The entries below need to be written out exactly, with no pictures included.
──────── Available data ────────
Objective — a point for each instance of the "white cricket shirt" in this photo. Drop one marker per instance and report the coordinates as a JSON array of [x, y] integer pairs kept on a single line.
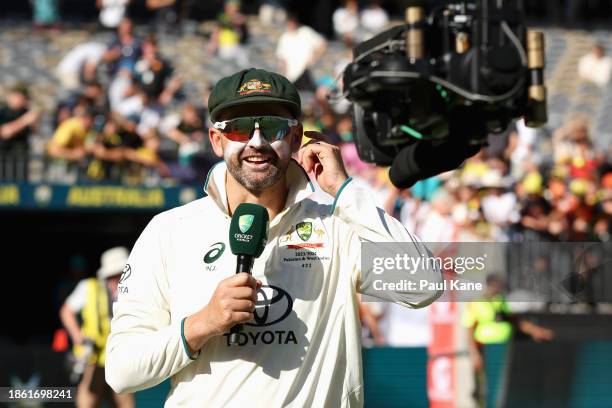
[[303, 349]]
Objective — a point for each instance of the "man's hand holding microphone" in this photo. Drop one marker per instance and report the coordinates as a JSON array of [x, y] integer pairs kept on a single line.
[[233, 302]]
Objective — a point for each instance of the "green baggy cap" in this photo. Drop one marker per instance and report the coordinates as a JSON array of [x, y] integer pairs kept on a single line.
[[253, 86]]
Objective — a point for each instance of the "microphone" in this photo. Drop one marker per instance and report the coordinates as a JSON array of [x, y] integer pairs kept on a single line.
[[247, 237]]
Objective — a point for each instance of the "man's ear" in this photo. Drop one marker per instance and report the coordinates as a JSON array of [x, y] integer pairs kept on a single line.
[[298, 133], [215, 140]]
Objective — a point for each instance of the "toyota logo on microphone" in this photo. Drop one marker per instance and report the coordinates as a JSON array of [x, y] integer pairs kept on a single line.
[[272, 306]]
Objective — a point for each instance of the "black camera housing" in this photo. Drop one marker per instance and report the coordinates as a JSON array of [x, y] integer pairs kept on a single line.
[[408, 83]]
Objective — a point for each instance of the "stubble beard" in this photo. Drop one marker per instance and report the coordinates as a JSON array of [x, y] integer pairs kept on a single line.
[[256, 182]]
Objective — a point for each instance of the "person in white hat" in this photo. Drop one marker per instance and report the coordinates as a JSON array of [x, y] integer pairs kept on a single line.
[[92, 299]]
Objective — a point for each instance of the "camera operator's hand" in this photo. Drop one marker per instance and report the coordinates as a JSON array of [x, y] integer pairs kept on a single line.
[[324, 161], [233, 302]]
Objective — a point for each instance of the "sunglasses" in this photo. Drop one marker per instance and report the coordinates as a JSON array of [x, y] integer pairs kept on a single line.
────────
* _Answer_
Objective — a point for each instance of the "white cricket shirt" in this photo. Drop one marker per instance and report the coordinates as a JSON array of [x, y] integer pairs kept on a single line.
[[303, 349]]
Objective — a point for each instance of the "man's hand holding microphone" in this photo. Drop one marker per instance and report the coordinates as a JSON array of [x, y] integer pairs kept on a single line.
[[233, 302]]
Objective — a point for each instance of the "green baggy cap" in this photo. Drop one marker per instance and report the coordinates as a JSON array of [x, y] integer pairs kept on a single line.
[[253, 86]]
Objective — a point for each instance of the "microphone" in this photo. Drop one marker per instance and report the coordinates as a JSON array of [x, y] integer pairs kept on a single line.
[[247, 237]]
Objective — a point for each instance of the "man's ear" in this photo. Drop one marker per instance and report the coordinates as a JSON array of [x, y] integer pairs kept on a single line.
[[298, 133], [215, 140]]
Objective — a point for each instance of the "toyota logo on microphone" in this photo. Drop one marker per instance and report the coordinates as a JSON array of [x, y] integer pairs kept on a single line.
[[272, 306]]
Objective — a point for each instance of the "black camera housing" in this photo. Drop one marker per instance and report the coordinates as a JSON array of [x, y] integer pairs kept on a single line.
[[408, 83]]
Objective — a point for each instance of the "stubble beard" in this photo. Drop one marker per instance and report the coordinates as a JSON array of [x, y] integer pairs kept on a single line.
[[256, 182]]
Objective — a point for each instance of the "person in white hat" in this photo. Drop one marker per instance and report the coordinates as a JSON array of [x, y] integer pairs kept on a single line.
[[92, 299]]
Objective — a point for each instance of the "camera operator's hand" in this photo. Drop one marker per instance and report the coordinates as a JSON array of [x, y] integer pairs kept on a single line.
[[324, 161], [233, 302]]
Objective — a point for each instance of the "sunglasses" in this photo. Drop one marker per instance and report the coordinates as a JSON array of [x, y] integer pairs kept on a single line.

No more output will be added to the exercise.